*Complete o seguinte*.
1 - No artigo sobre o financiamento empresarial de campanhas, por que a autora afirma que a manutenção do veto merece ser celebrada? Responda em uma a três frases.
2 - Conforme o artigo sobre o financiamento empresarial de campanhas, diga se cada afirmação está de acordo com ele, respondendo sim ou não e citando literalmente as palavras decisivas: (a) Na Câmara, a votação teve 190 votos favoráveis e 225 contrários. (b) O Senado rejeitou a tese do fim do financiamento empresarial. (c) O Supremo Tribunal Federal considerou constitucional o financiamento político pelas empresas.
3 - Reproduza do artigo sobre o financiamento empresarial de campanhas o trecho que começa nas palavras "O Senado, mais", parando depois de "político pelas empresas.".

··· Trecho da página

No último dia 18 de Novembro, a democracia brasileira logrou uma importante vitória: o veto da Presidenta Dilma Roussef ao financiamento empresarial das campanhas eleitorais foi mantido pelo Congresso, com a votação na Câmara alcançando 190 votos favoráveis a 225 contrários.
Margarida Salomão, Deputada Federal PT-MG
Na ressaca política em que nos encontramos, num quadro em que as vitórias parlamentares das teses progressistas podem contar-se nos dedos de uma das mãos, esta vitória merece ser celebrada. Ela acontece na esteira de importante movimentação da sociedade civil pela diminuição do peso do fator econômico nas eleições: OAB, CNBB, UNE, CUT, dezenas de entidades consolidadas na cena pública brasileira tinham-se manifestado pelo fim do financiamento empresarial das campanhas.
O Senado, mais sensível do que a Câmara a esta mobilização, não hesitou em consagrar a tese. Não bastasse isso, o Supremo Tribunal Federal, ao fim de uma longa deliberação, prolongada desnecessariamente pelo pedido de vistas do Ministro Gilmar Mendes, determinou a inconstitucionalidade do financiamento político pelas empresas.

······
··· Material

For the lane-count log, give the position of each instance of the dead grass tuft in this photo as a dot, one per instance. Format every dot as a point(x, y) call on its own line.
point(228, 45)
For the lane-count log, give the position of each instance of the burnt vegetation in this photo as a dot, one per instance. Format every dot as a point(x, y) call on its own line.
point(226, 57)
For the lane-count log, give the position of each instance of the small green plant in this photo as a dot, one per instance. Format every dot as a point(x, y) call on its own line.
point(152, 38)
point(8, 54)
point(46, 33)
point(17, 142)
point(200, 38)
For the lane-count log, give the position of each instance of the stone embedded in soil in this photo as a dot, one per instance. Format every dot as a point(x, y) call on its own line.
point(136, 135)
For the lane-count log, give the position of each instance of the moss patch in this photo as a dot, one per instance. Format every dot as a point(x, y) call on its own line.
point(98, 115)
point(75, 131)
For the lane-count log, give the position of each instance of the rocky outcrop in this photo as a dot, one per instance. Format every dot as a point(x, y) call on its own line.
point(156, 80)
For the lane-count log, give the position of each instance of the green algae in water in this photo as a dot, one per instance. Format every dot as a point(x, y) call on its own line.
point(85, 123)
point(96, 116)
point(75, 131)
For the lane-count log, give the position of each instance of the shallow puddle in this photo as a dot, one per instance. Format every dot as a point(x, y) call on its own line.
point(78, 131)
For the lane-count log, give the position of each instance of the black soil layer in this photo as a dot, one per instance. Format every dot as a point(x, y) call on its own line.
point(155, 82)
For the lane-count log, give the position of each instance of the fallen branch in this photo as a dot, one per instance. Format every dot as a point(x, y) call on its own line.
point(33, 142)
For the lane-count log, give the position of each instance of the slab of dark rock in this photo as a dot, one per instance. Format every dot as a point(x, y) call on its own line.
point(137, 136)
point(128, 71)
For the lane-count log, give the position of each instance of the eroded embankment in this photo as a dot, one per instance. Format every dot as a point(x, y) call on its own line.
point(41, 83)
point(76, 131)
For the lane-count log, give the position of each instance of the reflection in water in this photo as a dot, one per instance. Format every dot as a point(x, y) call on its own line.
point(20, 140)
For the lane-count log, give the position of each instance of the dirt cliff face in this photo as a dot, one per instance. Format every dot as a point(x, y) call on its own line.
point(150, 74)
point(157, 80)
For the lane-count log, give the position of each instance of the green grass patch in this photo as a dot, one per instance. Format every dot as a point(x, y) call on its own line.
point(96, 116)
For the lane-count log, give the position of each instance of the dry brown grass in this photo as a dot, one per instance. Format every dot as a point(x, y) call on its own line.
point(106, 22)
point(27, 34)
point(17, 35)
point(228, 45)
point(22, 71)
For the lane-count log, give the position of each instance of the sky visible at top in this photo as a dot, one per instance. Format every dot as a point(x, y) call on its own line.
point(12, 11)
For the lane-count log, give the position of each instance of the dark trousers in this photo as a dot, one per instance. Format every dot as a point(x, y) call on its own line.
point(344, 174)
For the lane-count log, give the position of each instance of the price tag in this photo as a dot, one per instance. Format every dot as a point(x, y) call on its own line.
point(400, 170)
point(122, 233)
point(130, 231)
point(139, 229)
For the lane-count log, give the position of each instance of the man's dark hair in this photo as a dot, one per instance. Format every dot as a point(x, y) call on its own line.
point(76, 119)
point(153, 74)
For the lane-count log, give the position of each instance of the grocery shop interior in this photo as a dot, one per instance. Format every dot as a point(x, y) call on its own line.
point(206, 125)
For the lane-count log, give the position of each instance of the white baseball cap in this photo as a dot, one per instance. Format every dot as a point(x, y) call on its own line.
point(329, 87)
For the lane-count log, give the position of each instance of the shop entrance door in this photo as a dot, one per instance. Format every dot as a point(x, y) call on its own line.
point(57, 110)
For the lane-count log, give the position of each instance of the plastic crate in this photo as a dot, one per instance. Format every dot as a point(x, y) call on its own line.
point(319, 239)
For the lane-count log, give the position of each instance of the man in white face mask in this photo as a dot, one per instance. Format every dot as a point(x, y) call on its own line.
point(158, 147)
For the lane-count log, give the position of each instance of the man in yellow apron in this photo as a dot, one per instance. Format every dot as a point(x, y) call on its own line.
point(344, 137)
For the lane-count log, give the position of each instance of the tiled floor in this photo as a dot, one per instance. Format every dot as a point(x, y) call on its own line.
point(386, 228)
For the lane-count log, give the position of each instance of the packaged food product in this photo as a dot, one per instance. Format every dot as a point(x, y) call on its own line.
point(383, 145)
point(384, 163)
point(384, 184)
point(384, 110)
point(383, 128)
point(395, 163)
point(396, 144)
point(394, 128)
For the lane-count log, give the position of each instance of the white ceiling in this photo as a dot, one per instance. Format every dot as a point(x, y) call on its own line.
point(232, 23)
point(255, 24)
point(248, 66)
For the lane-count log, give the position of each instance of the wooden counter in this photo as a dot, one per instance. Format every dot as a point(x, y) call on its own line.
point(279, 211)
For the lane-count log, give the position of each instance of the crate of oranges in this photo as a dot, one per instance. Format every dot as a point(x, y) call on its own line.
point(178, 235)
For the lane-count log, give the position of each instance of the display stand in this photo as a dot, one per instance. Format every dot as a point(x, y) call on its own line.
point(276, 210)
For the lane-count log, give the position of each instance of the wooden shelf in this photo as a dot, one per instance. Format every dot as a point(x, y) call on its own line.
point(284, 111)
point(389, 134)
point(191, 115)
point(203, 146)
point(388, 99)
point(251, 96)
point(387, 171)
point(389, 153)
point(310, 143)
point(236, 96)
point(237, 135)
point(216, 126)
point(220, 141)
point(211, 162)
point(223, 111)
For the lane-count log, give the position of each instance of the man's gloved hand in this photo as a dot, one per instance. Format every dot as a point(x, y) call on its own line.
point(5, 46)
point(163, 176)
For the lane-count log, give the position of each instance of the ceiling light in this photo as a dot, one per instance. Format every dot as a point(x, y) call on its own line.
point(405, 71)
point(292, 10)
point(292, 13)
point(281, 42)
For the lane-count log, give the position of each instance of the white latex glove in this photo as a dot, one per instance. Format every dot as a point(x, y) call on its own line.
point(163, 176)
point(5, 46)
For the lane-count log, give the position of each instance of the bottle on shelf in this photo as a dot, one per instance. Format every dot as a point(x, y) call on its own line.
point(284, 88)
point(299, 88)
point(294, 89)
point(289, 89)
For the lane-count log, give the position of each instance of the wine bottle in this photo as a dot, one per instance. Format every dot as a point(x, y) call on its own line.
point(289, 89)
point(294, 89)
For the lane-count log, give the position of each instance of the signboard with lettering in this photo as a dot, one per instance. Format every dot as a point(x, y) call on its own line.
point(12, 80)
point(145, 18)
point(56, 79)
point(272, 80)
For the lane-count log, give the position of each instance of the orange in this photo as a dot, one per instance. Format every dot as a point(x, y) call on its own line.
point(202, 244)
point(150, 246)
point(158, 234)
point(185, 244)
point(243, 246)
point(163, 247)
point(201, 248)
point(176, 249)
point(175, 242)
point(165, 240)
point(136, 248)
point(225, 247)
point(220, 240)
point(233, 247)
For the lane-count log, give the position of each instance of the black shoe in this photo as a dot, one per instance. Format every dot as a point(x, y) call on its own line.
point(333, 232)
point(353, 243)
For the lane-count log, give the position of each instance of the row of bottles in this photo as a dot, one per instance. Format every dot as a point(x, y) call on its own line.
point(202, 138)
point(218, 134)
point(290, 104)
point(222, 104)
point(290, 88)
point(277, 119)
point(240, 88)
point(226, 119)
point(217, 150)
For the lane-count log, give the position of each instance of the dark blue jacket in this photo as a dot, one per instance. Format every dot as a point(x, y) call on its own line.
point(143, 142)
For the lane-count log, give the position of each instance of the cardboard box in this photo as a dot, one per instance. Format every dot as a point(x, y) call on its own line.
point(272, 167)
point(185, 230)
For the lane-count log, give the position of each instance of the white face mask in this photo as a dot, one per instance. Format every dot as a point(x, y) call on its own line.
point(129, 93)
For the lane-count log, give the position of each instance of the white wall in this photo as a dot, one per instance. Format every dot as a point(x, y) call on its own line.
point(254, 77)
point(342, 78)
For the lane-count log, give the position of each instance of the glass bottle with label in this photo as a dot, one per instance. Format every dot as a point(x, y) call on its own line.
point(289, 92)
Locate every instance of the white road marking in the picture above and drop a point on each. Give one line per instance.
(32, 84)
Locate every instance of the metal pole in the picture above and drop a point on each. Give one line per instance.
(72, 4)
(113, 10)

······

*Conjunto de respostas*.
1 - Porque a vitória ocorre numa ressaca política, num quadro em que as vitórias parlamentares das teses progressistas podem ser contadas nos dedos de uma das mãos.

2 -
(a) Sim: "com a votação na Câmara alcançando 190 votos favoráveis a 225 contrários".
(b) Não: "não hesitou em consagrar a tese".
(c) Não: "determinou a inconstitucionalidade do financiamento político pelas empresas".

3 -
O Senado, mais sensível do que a Câmara a esta mobilização, não hesitou em consagrar a tese. Não bastasse isso, o Supremo Tribunal Federal, ao fim de uma longa deliberação, prolongada desnecessariamente pelo pedido de vistas do Ministro Gilmar Mendes, determinou a inconstitucionalidade do financiamento político pelas empresas.